Exercise aim: The data must be copied over exactly and in full.

Material to process:
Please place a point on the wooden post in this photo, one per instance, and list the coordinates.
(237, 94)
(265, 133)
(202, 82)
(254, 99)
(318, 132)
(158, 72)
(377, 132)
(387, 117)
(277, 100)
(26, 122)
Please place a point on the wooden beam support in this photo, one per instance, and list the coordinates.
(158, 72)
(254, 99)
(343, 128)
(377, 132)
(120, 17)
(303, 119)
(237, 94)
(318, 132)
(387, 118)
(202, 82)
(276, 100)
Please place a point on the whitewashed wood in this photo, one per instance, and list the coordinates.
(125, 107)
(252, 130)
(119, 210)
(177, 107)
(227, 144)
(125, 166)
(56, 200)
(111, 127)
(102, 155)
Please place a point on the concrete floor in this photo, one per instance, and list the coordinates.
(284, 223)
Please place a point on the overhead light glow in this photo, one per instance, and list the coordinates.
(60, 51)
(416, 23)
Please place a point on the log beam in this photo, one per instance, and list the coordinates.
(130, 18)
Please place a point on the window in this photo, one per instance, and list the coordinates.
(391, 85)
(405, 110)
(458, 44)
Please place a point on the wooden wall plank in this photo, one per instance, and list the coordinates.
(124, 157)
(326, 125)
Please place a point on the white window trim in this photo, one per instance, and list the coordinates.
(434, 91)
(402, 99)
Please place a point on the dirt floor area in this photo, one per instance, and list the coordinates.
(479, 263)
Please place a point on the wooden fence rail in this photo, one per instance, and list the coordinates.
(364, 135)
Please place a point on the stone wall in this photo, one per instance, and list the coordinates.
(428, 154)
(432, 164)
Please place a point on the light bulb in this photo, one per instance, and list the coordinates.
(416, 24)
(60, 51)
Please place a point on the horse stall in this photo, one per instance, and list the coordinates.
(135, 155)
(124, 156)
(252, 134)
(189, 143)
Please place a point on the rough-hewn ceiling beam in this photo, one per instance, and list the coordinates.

Answer box:
Please place a point on the wooden post in this photo, one per instance, and list the coordinates.
(237, 94)
(265, 133)
(202, 82)
(254, 99)
(318, 132)
(158, 72)
(377, 132)
(387, 117)
(277, 100)
(26, 122)
Please place a point on the wooden beam support in this photo, one per instance, and list the coordinates.
(158, 72)
(254, 99)
(343, 128)
(377, 132)
(120, 17)
(303, 119)
(237, 94)
(318, 132)
(387, 118)
(202, 82)
(276, 100)
Please place a point on the whitewashed wood in this photo, one per instance, and list the coordinates.
(125, 107)
(252, 130)
(119, 210)
(177, 107)
(227, 144)
(125, 166)
(56, 200)
(111, 127)
(102, 155)
Please place a point on the concrete floor in this photo, one per instance, and list the coordinates.
(284, 223)
Please place a point on the overhead light glow in this photo, one per instance, and list the coordinates.
(60, 51)
(416, 23)
Please place a point on the log beam in this photo, one per instance, and list the coordinates.
(130, 18)
Please place a point on the window in this photo, one per instance, and list the coordinates.
(391, 85)
(405, 110)
(458, 44)
Please place a point on the wooden wall plank in this photo, one per instance, and list the coordinates.
(124, 157)
(326, 125)
Please place a point on the white window trim in this photo, one per instance, and list the coordinates.
(434, 91)
(402, 99)
Please place a point on the dirt floor area in this photo, one per instance, and list the coordinates.
(479, 263)
Please place a point on the wooden fence rail in this photo, one per instance, and list the coordinates.
(364, 135)
Please place a point on the stone wall in this photo, one per instance, and list the coordinates.
(428, 154)
(432, 164)
Please place a point on the light bulb in this photo, one per instance, and list the coordinates.
(416, 24)
(60, 51)
Please place a point on the horse stall in this photo, one per instance, and list the coordinates.
(135, 155)
(124, 156)
(252, 134)
(189, 143)
Please place a point on the rough-hewn ceiling beam in this photo, one per instance, and list the coordinates.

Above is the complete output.